What is asked: Find each line of the data below that contains the string "drawer" and copy it out. The match is case-sensitive.

[Stored items]
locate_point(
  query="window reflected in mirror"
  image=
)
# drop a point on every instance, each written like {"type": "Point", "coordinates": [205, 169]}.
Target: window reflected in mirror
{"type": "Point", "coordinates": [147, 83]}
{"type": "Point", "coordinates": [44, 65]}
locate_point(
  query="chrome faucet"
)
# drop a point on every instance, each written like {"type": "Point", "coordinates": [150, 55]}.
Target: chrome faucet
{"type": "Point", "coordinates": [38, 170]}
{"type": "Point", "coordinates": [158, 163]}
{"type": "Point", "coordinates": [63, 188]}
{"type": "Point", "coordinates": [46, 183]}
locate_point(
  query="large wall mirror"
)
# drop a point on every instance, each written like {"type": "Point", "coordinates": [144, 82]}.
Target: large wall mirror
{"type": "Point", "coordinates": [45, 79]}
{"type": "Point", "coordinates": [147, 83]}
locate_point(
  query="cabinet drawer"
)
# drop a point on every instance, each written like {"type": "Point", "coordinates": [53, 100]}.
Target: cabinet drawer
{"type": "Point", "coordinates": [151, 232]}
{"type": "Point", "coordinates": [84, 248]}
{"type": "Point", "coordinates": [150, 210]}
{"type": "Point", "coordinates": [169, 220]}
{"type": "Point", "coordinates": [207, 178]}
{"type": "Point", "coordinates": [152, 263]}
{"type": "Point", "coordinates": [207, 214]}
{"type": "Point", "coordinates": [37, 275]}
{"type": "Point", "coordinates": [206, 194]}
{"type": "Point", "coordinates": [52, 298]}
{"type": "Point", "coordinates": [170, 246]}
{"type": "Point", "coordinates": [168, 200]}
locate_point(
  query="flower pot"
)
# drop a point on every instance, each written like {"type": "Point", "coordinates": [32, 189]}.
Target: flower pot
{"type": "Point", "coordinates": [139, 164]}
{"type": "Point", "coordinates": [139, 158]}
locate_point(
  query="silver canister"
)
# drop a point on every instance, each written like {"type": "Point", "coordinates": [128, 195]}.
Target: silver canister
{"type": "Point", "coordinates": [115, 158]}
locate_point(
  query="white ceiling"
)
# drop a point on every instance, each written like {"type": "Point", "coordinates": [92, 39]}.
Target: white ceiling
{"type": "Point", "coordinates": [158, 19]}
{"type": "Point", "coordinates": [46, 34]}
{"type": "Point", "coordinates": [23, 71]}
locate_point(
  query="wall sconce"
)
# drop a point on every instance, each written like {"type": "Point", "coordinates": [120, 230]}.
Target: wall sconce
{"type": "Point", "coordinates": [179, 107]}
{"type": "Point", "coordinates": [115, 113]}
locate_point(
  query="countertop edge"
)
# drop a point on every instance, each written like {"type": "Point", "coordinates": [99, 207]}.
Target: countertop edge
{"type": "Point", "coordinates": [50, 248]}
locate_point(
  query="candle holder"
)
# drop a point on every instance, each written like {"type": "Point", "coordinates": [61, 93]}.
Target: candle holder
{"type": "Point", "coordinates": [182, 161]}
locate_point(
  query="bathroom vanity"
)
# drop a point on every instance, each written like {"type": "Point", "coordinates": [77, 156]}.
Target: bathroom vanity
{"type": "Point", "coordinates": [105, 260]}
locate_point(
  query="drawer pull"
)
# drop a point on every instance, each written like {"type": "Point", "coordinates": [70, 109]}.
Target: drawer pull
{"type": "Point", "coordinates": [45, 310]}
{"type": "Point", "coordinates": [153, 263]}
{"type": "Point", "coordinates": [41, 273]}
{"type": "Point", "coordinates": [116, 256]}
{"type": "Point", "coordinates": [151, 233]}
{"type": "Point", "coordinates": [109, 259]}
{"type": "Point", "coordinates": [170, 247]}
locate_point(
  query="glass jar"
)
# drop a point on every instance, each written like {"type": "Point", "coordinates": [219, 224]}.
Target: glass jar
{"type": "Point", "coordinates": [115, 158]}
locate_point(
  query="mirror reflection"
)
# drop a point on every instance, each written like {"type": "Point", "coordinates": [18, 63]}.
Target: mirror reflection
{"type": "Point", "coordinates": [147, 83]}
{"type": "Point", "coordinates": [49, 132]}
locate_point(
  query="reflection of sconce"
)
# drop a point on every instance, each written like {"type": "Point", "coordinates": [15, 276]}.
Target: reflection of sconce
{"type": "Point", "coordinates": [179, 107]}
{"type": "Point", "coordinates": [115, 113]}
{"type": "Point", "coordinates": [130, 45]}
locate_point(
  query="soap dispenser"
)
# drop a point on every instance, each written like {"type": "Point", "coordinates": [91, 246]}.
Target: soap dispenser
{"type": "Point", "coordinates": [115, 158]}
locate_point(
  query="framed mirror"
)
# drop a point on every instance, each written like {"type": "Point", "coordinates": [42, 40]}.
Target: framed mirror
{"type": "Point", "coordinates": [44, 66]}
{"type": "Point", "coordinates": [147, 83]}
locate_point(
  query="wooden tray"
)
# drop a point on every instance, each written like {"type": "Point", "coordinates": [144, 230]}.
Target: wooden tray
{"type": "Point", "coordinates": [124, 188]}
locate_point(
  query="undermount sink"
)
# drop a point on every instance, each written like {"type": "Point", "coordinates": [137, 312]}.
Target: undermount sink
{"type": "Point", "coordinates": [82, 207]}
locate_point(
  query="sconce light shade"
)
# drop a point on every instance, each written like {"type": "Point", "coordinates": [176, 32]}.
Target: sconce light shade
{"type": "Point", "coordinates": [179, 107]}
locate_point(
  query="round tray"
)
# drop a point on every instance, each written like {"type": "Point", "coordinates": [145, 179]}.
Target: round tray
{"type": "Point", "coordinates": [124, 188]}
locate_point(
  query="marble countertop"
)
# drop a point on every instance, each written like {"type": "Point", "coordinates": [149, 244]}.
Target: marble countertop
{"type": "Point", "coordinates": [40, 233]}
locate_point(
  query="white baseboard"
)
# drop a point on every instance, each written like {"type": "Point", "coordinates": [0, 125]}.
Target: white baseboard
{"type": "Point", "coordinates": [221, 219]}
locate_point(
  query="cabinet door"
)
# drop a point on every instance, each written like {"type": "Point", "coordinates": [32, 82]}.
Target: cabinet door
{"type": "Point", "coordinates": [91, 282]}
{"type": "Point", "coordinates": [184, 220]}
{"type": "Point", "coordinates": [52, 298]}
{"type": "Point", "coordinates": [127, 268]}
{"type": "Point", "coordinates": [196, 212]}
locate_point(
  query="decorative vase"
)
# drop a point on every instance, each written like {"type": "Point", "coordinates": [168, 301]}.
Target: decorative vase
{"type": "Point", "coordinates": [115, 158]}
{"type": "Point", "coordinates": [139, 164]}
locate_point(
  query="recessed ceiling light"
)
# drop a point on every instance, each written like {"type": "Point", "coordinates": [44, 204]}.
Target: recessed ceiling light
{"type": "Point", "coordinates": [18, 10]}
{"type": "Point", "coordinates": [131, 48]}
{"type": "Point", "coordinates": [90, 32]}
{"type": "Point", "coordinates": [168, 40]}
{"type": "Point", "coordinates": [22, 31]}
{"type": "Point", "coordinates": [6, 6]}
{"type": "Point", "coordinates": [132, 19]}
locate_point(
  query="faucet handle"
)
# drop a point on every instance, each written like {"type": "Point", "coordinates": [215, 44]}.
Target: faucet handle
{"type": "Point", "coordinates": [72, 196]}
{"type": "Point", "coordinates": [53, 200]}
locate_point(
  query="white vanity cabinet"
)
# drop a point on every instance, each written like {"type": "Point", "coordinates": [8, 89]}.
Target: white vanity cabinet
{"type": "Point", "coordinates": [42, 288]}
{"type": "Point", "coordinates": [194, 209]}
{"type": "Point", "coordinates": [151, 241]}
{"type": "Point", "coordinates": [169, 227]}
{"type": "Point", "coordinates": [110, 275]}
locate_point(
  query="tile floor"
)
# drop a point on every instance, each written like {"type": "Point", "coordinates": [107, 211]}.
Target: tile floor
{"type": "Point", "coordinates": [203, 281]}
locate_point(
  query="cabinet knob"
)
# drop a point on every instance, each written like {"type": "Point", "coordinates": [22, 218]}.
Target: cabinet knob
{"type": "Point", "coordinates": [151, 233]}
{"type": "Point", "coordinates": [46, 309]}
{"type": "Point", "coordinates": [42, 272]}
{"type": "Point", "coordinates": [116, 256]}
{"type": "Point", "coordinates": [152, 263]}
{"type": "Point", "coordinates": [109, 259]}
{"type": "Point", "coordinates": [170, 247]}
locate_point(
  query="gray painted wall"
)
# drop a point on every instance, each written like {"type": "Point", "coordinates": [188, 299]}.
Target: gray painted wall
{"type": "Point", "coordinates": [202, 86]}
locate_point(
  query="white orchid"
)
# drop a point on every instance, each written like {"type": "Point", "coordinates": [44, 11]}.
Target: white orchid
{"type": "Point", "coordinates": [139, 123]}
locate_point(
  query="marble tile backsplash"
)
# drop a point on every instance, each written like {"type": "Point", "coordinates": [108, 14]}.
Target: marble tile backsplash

Solution to the exercise:
  query="cabinet drawer"
Target: cabinet drawer
  query="drawer pull"
Target: drawer pull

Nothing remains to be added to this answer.